▶ **DIRECTIONS FOR THIS TASK**
Working line by line, output the entries below exactly as they appear.

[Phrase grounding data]
________________________________________

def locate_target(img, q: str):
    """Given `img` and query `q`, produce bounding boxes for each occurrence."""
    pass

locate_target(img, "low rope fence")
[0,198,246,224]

________________________________________

▶ **SOLUTION TO THE EXERCISE**
def locate_target(img, q: str):
    """Given `img` and query `q`, produce bounding boxes for each occurrence."""
    pass

locate_target(img, "low rope fence")
[0,198,246,224]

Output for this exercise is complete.